YOUR TASK |
Rescale the items in the stretch from the line containing "Mark where the person walking is." through the line containing "[22,353,969,494]", both included. Give every one of those lines again with the text lines unchanged and each bounding-box coordinate multiplied by 0.2, then rounded to the nearest whole number with halves rounded up.

EXTRACTED RECORDS |
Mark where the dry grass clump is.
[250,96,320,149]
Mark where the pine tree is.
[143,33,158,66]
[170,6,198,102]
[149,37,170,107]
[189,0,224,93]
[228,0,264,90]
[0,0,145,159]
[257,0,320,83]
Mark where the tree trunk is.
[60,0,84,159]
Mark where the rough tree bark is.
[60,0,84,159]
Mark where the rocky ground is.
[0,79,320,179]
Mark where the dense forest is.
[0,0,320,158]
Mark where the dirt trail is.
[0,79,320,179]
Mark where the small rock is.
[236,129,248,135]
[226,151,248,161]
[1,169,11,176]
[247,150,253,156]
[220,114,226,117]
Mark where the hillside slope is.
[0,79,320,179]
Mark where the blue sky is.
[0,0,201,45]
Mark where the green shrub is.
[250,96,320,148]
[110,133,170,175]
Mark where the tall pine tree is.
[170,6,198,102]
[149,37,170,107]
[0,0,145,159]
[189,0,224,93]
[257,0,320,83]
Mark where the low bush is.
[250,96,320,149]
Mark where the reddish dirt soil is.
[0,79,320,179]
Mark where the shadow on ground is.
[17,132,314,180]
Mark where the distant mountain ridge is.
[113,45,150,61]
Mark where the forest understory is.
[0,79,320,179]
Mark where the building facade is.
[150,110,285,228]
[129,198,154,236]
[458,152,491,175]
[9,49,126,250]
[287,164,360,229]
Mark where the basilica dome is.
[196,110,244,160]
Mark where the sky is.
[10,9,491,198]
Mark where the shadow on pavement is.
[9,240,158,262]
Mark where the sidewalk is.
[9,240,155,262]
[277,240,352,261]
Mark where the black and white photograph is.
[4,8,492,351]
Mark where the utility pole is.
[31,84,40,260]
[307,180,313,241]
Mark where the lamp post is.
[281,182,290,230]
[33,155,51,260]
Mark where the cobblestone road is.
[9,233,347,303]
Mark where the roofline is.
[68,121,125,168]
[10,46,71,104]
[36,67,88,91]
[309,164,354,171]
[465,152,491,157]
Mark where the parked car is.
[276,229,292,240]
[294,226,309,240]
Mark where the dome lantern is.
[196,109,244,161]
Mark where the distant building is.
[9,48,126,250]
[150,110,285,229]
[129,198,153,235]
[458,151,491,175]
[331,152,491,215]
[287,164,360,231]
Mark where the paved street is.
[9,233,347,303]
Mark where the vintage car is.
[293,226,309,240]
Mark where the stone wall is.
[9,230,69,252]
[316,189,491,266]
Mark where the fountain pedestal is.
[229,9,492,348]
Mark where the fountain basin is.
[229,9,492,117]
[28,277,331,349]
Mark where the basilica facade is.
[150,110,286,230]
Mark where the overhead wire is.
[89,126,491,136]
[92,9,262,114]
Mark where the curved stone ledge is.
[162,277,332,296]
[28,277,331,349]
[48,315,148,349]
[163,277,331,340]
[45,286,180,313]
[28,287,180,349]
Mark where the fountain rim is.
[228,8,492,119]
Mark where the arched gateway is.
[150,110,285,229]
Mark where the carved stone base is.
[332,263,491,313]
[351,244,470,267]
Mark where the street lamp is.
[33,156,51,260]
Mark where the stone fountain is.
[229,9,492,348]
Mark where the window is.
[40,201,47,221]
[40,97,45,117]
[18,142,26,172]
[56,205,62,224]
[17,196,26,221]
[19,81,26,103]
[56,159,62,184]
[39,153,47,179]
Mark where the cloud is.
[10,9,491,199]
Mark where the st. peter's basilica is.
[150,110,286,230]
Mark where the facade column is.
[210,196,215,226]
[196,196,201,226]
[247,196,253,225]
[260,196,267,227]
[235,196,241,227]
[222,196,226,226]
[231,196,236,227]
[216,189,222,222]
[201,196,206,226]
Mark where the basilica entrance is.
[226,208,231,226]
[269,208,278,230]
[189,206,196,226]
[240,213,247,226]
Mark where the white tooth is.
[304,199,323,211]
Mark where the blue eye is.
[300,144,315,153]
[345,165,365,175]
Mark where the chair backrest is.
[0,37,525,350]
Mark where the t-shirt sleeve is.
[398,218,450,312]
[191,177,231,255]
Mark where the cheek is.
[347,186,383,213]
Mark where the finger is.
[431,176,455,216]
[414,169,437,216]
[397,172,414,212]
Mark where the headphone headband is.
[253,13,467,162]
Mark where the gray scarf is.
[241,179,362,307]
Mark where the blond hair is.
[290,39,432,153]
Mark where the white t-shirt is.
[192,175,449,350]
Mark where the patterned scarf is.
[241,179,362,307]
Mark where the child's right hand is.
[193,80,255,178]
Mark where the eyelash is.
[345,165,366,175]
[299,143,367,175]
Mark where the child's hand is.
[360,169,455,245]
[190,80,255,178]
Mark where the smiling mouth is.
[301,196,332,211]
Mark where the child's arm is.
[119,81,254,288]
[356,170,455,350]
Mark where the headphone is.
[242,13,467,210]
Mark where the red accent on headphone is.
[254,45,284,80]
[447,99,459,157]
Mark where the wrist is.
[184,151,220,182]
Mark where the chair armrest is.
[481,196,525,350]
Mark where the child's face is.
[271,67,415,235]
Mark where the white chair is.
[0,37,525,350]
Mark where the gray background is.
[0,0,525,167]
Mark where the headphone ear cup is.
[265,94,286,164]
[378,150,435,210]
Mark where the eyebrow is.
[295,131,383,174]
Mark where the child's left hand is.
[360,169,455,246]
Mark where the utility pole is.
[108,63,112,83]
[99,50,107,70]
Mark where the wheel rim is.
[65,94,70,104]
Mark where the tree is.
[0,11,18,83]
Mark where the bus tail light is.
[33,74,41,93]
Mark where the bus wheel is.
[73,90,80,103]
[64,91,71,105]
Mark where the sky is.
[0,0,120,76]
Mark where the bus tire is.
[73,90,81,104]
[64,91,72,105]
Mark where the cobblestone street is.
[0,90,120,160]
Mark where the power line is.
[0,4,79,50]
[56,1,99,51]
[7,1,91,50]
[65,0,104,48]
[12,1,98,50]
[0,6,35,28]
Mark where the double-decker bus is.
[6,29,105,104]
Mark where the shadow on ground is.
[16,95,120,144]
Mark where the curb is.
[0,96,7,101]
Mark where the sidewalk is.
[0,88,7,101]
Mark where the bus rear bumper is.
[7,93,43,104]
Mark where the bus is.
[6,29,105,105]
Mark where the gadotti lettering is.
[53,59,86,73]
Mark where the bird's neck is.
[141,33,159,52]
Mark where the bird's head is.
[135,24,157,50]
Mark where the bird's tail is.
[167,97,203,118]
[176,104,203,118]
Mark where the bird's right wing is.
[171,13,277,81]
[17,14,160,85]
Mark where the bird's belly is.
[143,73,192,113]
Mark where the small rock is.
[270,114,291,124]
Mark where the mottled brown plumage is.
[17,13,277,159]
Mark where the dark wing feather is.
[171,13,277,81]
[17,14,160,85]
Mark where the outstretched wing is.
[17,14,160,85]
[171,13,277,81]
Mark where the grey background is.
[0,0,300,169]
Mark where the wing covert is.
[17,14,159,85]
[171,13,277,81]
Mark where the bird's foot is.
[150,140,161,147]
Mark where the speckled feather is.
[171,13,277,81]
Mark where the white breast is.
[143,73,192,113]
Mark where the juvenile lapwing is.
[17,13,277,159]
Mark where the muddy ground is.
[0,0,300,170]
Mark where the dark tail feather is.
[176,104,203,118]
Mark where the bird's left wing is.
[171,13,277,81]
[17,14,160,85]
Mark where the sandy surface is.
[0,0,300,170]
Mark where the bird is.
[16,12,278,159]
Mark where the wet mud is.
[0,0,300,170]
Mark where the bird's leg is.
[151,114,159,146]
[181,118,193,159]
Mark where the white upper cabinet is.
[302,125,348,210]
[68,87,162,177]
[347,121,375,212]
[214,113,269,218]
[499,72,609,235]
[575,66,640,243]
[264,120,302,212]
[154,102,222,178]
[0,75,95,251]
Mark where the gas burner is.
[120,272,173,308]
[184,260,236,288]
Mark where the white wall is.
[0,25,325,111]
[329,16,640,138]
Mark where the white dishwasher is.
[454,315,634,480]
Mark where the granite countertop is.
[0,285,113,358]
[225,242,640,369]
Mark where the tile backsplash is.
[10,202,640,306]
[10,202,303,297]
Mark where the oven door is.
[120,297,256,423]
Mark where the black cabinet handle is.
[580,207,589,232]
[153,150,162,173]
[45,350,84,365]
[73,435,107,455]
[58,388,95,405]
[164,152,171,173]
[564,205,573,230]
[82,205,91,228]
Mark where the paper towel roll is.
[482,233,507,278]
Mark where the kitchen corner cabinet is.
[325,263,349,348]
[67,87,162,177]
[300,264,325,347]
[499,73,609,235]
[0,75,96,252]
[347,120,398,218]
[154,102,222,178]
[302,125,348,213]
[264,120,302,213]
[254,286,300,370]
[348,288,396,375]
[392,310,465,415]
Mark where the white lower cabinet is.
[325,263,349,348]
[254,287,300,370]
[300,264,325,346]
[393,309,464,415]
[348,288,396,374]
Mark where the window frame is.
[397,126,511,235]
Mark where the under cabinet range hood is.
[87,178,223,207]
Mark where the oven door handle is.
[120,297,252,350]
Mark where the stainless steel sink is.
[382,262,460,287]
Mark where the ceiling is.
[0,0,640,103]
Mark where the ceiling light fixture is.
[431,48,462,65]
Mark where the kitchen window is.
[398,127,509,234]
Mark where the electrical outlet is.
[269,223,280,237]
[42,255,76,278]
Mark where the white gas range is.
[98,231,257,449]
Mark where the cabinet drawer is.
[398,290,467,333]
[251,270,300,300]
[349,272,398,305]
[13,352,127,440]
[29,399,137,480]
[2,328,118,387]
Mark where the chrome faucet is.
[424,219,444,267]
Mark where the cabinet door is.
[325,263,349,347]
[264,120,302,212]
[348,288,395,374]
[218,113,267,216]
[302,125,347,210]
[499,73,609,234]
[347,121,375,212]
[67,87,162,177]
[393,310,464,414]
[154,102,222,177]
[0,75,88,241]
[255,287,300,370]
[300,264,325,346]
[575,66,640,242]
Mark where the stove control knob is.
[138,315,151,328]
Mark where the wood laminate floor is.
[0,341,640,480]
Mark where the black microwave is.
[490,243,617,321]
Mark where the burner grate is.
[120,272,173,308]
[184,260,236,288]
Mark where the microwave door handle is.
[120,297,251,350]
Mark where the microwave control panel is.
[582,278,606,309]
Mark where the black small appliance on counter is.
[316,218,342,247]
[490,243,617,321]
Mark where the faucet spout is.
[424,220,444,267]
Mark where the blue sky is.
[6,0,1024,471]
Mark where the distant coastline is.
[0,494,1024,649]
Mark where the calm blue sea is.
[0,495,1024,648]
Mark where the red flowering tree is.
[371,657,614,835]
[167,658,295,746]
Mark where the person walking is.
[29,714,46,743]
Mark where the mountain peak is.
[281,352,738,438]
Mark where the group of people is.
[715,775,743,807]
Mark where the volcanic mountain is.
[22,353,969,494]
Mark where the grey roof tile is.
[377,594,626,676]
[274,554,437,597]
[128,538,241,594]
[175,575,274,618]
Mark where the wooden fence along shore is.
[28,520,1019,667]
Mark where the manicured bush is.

TASK ANSWER |
Mark where the person walking is.
[6,143,9,149]
Mark where the mountain peak is.
[56,70,148,88]
Mark where the group of people is.
[143,155,149,161]
Mark where the volcanic mountain is.
[4,71,194,99]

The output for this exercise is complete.